La intencionalidad colectiva supone un reconocimiento del valor y la aceptación de estos objetos sociales. En otras palabras, si no aceptamos la libertad como algo valioso, deja de existir dentro de nuestro universo lingüístico. Por ejemplo, si no aceptamos la moneda peso colombiano como medio de pago, ese trozo de papel o la rueda de metal, serán eso, papel y metal.
Al tener eso presente, el análisis de la situación justifica que los primeros peguen un grito en el cielo. La aceptabilidad se apoya en confianza. Si confiamos en la administración de justicia, confiaremos que sus decisiones serán en derecho y que serán justas. El recurso a la fuerza física decaerá. Al ocurrir lo contrario, ¿para qué acudir ante un juez? ¿No es más racional resolver los problemas mediante el empleo de la fuerza?
Ya lo vemos en lo cotidiano. La incapacidad de la policía de tránsito para resolver los conflictos y sancionar al infractor, hace que los poderosos -quienes tienen el carro más grande o quienes tienen escoltas- ganan. Los demás, nos quejamos de sus actos bestiales y sabemos que el Estado no se hará presente. ¿Qué decir de otros casos?
¿Realmente tiene sentido, se preguntarán muchos, denunciar a un poderoso que comete un delito? Francamente, si la Fiscalía es un nido de vendidos, dispuestos a hundir los procesos entre un mar de trámites, ¿no es mejor pegarle un tiro al supuesto culpable?
Una cosa es lo ético, que nos lleva a negar la razonabilidad del uso de la fuerza y, otra, reconocer que la desinstitucionalización de la justicia, visto desde un comportamiento racional inmediatista, hace que la opción de la venganza personal sea la mejor. “Si el Estado no me protege, lo hago yo mismo”. Es el mismo cuento de las convivir y las guerrillas, y ya sabemos cuáles son las consecuencias.

◆ Listado de datos:
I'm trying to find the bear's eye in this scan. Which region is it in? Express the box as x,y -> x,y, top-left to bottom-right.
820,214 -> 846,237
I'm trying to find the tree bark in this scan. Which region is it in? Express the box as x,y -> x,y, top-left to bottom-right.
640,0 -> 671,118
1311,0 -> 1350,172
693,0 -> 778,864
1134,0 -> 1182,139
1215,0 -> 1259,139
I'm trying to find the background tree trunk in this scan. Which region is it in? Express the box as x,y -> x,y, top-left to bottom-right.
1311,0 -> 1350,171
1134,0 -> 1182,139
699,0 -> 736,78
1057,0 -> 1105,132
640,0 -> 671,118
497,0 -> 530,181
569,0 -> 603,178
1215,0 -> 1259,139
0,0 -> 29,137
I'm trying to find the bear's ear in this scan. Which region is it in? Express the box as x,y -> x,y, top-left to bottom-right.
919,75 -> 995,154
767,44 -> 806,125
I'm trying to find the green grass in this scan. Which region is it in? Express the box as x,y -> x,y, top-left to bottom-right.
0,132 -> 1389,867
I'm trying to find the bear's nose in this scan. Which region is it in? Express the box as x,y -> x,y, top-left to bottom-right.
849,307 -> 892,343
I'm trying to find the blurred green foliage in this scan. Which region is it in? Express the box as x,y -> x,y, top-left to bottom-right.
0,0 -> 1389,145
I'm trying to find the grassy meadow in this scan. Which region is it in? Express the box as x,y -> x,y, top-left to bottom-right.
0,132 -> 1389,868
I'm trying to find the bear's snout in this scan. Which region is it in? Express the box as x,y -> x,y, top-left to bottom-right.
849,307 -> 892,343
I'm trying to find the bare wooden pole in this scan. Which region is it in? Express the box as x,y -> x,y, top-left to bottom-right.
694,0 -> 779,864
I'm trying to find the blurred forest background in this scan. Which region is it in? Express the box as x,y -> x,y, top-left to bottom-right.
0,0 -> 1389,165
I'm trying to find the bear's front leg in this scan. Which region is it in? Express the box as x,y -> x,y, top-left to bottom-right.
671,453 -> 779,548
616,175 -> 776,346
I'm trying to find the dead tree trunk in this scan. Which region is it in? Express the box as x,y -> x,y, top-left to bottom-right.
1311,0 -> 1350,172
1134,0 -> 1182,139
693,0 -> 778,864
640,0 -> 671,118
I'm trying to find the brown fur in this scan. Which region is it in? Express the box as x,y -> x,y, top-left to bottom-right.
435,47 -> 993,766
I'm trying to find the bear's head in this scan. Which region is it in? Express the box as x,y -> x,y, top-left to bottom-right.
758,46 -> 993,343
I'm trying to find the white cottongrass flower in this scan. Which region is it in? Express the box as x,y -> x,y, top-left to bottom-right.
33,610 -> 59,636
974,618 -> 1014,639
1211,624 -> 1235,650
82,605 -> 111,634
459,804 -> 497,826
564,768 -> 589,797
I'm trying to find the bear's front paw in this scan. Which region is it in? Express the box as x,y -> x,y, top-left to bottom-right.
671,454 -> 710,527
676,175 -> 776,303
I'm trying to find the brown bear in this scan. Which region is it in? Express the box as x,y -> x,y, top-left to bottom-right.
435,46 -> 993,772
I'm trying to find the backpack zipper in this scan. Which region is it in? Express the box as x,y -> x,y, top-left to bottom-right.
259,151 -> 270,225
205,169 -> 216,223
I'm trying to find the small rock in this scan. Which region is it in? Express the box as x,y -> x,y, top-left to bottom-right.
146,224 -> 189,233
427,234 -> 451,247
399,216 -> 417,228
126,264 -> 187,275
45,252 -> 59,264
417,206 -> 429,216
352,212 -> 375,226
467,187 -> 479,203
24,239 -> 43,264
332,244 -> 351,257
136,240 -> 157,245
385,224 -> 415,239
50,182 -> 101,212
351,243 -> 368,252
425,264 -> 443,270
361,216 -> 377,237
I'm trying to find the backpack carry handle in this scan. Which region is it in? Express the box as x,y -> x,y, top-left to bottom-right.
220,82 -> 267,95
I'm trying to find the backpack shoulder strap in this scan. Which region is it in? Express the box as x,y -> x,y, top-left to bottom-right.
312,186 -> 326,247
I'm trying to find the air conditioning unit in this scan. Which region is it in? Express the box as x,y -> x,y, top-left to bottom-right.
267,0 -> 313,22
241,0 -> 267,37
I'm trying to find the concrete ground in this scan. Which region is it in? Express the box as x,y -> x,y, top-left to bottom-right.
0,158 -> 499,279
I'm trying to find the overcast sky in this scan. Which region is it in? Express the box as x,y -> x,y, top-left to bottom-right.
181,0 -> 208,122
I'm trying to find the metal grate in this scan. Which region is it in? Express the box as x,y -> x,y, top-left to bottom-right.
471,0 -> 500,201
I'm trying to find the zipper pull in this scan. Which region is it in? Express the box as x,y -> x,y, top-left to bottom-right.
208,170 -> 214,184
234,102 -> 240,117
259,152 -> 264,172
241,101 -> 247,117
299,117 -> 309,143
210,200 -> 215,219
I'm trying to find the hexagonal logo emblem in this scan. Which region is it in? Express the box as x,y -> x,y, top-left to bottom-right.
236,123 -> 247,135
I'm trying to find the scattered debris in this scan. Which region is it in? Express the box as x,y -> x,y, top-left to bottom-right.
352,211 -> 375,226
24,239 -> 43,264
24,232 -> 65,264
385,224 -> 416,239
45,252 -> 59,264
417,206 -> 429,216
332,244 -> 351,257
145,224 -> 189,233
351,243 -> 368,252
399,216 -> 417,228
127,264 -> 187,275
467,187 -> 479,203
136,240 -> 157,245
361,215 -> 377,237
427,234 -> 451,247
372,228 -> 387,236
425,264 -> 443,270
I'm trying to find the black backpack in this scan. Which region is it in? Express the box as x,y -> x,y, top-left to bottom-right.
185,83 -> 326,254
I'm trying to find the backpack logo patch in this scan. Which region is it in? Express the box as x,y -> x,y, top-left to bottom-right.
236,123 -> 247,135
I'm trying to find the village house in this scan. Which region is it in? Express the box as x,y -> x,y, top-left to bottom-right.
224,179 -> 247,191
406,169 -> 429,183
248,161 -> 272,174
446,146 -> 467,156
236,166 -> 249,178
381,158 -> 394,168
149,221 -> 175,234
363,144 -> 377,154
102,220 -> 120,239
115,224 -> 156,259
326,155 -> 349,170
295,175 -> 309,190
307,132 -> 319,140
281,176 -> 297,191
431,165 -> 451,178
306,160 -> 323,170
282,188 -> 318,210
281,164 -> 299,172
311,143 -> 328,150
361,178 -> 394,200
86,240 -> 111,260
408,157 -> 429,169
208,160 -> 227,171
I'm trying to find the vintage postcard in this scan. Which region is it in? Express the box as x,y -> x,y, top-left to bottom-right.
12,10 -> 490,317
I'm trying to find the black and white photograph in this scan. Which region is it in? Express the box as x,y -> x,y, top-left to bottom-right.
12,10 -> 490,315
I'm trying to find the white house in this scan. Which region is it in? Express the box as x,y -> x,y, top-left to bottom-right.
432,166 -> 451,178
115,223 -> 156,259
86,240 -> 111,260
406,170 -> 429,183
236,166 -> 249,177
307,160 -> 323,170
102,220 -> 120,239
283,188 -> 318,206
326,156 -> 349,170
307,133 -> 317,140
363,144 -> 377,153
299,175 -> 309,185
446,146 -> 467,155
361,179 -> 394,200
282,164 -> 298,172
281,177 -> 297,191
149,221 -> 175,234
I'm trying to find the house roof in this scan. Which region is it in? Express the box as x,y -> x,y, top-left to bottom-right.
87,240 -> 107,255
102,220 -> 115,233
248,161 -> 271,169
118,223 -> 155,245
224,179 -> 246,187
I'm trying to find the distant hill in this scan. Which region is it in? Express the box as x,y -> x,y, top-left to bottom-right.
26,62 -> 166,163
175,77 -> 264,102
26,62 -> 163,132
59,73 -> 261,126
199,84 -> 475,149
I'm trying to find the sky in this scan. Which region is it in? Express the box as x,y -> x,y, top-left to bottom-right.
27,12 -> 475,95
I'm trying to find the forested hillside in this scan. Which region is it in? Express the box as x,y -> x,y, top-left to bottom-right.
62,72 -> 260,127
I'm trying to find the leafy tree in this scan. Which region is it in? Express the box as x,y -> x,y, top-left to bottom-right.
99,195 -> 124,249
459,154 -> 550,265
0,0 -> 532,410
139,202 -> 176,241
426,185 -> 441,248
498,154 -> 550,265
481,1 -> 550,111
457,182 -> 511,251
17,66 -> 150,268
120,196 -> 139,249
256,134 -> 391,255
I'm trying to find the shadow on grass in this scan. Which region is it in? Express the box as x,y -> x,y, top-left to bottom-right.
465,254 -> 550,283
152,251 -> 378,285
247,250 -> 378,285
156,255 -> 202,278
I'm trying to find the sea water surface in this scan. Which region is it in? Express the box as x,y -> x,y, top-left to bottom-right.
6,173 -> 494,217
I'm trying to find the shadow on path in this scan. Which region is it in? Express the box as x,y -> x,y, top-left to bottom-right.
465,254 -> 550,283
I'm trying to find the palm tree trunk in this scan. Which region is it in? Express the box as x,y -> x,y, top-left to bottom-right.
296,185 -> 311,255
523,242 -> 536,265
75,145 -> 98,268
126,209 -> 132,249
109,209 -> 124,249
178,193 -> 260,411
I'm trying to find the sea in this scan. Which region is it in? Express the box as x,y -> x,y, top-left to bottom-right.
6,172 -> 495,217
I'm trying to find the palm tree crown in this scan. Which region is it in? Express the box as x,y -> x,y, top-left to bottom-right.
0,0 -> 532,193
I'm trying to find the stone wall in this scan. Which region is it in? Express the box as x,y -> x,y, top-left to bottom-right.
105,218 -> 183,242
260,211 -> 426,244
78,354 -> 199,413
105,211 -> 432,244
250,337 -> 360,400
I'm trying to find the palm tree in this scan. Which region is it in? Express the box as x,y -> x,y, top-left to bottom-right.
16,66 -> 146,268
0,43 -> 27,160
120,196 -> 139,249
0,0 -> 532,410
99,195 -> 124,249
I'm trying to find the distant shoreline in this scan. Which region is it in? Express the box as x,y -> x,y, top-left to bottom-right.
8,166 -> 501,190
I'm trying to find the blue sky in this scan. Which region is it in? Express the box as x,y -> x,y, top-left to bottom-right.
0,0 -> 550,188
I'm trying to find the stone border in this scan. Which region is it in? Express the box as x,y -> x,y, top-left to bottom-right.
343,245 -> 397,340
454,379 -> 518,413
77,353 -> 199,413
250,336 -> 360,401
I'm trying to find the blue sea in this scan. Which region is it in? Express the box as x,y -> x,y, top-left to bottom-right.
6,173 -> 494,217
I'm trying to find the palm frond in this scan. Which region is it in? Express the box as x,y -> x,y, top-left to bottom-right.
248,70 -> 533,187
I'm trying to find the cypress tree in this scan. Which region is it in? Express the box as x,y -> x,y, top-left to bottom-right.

◆ Tareas:
A - Copia de nuevo el tramo del fragmento que va desde "Al tener eso" hasta "de otros casos?", pero cambia "juez" por "magistrado".
B - Según el fragmento, ¿en qué se apoya la aceptabilidad?

◆ Respuestas correctas:
A -
Al tener eso presente, el análisis de la situación justifica que los primeros peguen un grito en el cielo. La aceptabilidad se apoya en confianza. Si confiamos en la administración de justicia, confiaremos que sus decisiones serán en derecho y que serán justas. El recurso a la fuerza física decaerá. Al ocurrir lo contrario, ¿para qué acudir ante un magistrado? ¿No es más racional resolver los problemas mediante el empleo de la fuerza?
Ya lo vemos en lo cotidiano. La incapacidad de la policía de tránsito para resolver los conflictos y sancionar al infractor, hace que los poderosos -quienes tienen el carro más grande o quienes tienen escoltas- ganan. Los demás, nos quejamos de sus actos bestiales y sabemos que el Estado no se hará presente. ¿Qué decir de otros casos?

B - En la confianza.